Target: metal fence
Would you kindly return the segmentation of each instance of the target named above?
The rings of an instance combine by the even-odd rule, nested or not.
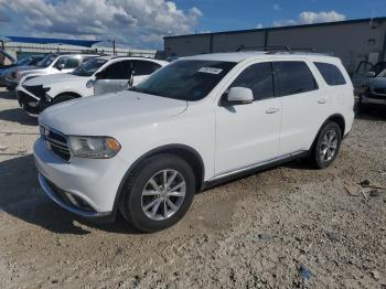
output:
[[[137,56],[147,58],[163,58],[163,52],[157,50],[132,50],[132,49],[112,49],[112,47],[83,47],[61,44],[31,44],[6,42],[4,50],[13,53],[18,58],[28,54],[36,53],[104,53],[119,56]]]

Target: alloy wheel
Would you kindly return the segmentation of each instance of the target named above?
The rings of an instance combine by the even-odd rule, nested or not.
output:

Set task: Set down every item above again word for word, omitting the pictures.

Output for this exercise:
Target: metal fence
Would you kindly return the segmentation of each instance of the target named above?
The rings of an instance combine by the even-odd rule, nested or not.
output:
[[[137,56],[147,58],[163,58],[163,52],[157,50],[132,50],[132,49],[112,49],[112,47],[83,47],[61,44],[31,44],[6,42],[4,50],[13,53],[18,58],[28,54],[36,53],[104,53],[119,56]]]

Target: alloy wheel
Would you kindly return the segmentation of each instance of the target named above?
The rings of an instance combine by the even-odd rule, nested or not.
output:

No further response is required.